Entries on locating named things:
○ ○ ○ ○ ○ ○ ○

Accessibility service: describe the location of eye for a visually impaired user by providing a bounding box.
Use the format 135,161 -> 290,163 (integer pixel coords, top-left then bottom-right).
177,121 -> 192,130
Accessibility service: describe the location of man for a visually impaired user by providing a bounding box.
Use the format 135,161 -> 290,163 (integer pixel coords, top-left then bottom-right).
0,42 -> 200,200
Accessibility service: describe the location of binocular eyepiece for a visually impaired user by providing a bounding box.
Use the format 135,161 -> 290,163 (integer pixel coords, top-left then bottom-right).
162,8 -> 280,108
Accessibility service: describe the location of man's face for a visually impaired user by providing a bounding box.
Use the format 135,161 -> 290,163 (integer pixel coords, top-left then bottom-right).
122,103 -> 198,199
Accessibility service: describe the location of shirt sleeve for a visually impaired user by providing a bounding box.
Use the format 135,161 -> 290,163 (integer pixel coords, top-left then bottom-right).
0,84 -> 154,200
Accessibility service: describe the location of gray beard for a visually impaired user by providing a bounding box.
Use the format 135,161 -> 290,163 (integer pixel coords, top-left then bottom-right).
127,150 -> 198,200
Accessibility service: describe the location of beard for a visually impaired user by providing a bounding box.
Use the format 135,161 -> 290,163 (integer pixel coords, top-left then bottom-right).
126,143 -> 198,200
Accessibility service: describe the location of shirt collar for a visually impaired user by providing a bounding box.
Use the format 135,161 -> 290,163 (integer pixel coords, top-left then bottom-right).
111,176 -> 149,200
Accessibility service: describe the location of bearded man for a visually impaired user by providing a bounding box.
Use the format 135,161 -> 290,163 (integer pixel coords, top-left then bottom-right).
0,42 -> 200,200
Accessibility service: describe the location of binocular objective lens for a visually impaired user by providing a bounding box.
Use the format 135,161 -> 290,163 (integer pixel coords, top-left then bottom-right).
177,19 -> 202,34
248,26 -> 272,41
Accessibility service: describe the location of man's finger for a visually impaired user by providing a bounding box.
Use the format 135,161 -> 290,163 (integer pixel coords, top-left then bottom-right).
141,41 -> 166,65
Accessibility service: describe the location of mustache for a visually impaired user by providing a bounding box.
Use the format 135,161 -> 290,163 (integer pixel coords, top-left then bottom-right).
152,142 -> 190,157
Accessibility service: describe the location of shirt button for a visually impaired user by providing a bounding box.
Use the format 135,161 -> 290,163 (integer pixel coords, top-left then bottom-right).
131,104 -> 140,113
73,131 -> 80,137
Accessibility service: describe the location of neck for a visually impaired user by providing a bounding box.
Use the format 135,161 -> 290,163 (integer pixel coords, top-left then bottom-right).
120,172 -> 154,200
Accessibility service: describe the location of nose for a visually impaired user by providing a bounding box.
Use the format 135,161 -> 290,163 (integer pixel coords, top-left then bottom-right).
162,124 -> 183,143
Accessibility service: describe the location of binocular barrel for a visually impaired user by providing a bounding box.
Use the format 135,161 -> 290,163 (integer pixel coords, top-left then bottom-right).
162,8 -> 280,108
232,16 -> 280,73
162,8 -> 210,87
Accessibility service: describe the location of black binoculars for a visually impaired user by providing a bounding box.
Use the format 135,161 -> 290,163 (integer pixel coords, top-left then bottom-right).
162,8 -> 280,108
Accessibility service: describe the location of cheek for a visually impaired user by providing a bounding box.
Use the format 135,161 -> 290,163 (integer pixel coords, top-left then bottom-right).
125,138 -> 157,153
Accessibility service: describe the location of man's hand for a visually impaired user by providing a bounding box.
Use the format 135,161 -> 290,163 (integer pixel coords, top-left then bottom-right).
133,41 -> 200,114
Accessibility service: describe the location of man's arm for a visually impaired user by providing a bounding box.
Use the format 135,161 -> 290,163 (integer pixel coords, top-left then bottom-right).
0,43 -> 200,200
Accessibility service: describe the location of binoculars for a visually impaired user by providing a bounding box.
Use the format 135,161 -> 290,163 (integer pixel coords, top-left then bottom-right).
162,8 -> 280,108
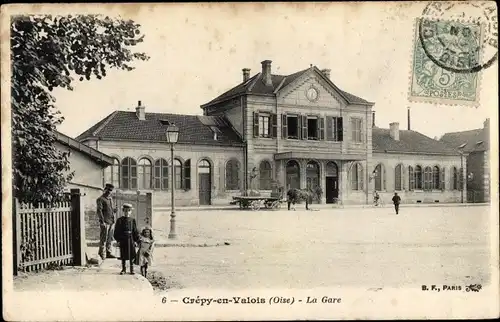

○ ○ ○ ○ ○ ○ ○

_SET PROBLEM_:
Put every line of the rows above into a Markdown table with the columns Number and Line, numbering the lines in order and skipping any blank ones. Omit the pictures.

_OUTPUT FOR THIS EXERCISE_:
| Number | Line |
|---|---|
| 1 | Accessibility service: describe the location of eye for a visually impaired user by providing a bounding box. |
| 2 | Use the format 135,161 -> 290,163 (integer pixel coords, top-left then bottom-right). |
| 3 | 177,121 -> 192,130 |
| 4 | Accessibility service: describe the location of man for a visually impaired user by providing a bounding box. |
| 5 | Use the format 135,161 -> 290,163 (integer pixel coords, top-left then bottom-right). |
| 6 | 0,42 -> 200,200 |
| 7 | Accessibility service: describe the location of binocular eyepiece for a visually impaired user by providing a bounding box. |
| 8 | Use the format 135,161 -> 290,163 (integer pixel coords, top-left then bottom-right). |
| 9 | 162,8 -> 280,108 |
| 10 | Accessibility service: describe the location of man's face for a visually impaired user by providing a bounding box. |
| 11 | Use the format 135,161 -> 290,163 (integer pixel coords, top-left then bottom-right). |
| 12 | 122,103 -> 198,199 |
| 13 | Accessibility service: describe the location of shirt sleeve for a visually impaired user by providing a bounding box. |
| 14 | Use the format 135,161 -> 290,163 (integer pixel coords, top-left then bottom-right). |
| 15 | 0,84 -> 154,200 |
| 16 | Accessibility service: describe the location of gray beard for a visually impaired user by providing a bounding box. |
| 17 | Use the format 135,161 -> 290,163 (integer pixel coords, top-left then bottom-right). |
| 18 | 127,150 -> 198,200 |
| 19 | Accessibility service: describe the location of beard for a visually impaired user by providing a bounding box. |
| 20 | Use the format 135,161 -> 290,163 (integer pixel coords, top-left then bottom-right). |
| 21 | 126,143 -> 198,200 |
| 22 | Accessibility service: describe the location of shirt collar for a visually impaired user by providing a bounding box. |
| 23 | Use the format 135,161 -> 290,163 (integer pixel coords, top-left then bottom-right). |
| 24 | 111,176 -> 149,200 |
| 25 | Accessibility service: describe the location of bearded man for a visually impaired user by providing a bounding box. |
| 26 | Use the format 135,161 -> 290,163 (integer pixel coords, top-left then bottom-right). |
| 27 | 0,42 -> 200,200 |
| 28 | Accessibility service: describe the location of binocular objective lens for a visually impaired user by providing a bounding box. |
| 29 | Use the format 135,161 -> 290,163 (integer pixel coords, top-left then bottom-right). |
| 30 | 177,19 -> 202,34 |
| 31 | 248,26 -> 272,41 |
| 32 | Accessibility service: describe the location of man's finger for a visually impaired user by providing a bounding box. |
| 33 | Use the format 135,161 -> 290,163 (integer pixel coords, top-left then bottom-right). |
| 34 | 141,41 -> 166,65 |
| 35 | Accessibility service: describe the location of mustache for a visually impaired user by providing a bounding box. |
| 36 | Use the format 135,161 -> 290,163 (integer pixel coords, top-left then bottom-right). |
| 37 | 152,142 -> 190,157 |
| 38 | Accessibility service: describe the location of shirt button for a visually impaired user by providing a bounding box. |
| 39 | Use the format 135,161 -> 290,163 (integer pixel coords, top-left then bottom-right). |
| 40 | 131,104 -> 140,113 |
| 41 | 73,131 -> 80,137 |
| 42 | Accessibility service: describe the location of neck for a visually impaired user by providing a bounding box. |
| 43 | Use the format 135,161 -> 290,163 (integer pixel coords, top-left then bottom-right). |
| 44 | 120,172 -> 154,200 |
| 45 | Accessibility service: describe the location of nose for a visually impaired user by providing a bounding box. |
| 46 | Use the format 135,161 -> 290,163 (integer pixel coords, top-left then bottom-right). |
| 47 | 162,124 -> 183,143 |
| 48 | Accessibility service: describe the location of binocular barrel for a visually impaired user by providing a bounding box. |
| 49 | Use the format 135,161 -> 290,163 (integer pixel coords, top-left then bottom-right). |
| 50 | 162,8 -> 280,108 |
| 51 | 232,16 -> 280,73 |
| 52 | 162,8 -> 210,87 |
| 53 | Accessibility service: describe the location of black binoculars for a visually impaired user by providing a bounding box. |
| 54 | Use the format 135,161 -> 290,163 (integer pixel coords, top-left then bottom-right). |
| 55 | 162,8 -> 280,108 |
| 56 | Accessibility service: describe the location of cheek for a visually impaired user by providing a bounding box. |
| 57 | Use the format 135,161 -> 290,163 (integer pixel coords, top-left then bottom-right). |
| 58 | 125,138 -> 157,153 |
| 59 | Accessibility service: describe the location of man's hand for a visually impaired user by providing a bounding box. |
| 60 | Use the format 135,161 -> 290,163 (integer pixel coords, top-left then bottom-right). |
| 61 | 133,41 -> 200,114 |
| 62 | Accessibility service: describe the location of man's arm for a visually impaired user by providing a bounding box. |
| 63 | Use the format 135,161 -> 290,163 (integer pixel coords, top-left then bottom-right). |
| 64 | 0,43 -> 200,200 |
| 65 | Accessibility service: describe the location of binoculars for a visually impaired user by providing a bounding box. |
| 66 | Use the format 135,161 -> 290,163 (integer pixel coords, top-left then bottom-right). |
| 67 | 162,8 -> 280,108 |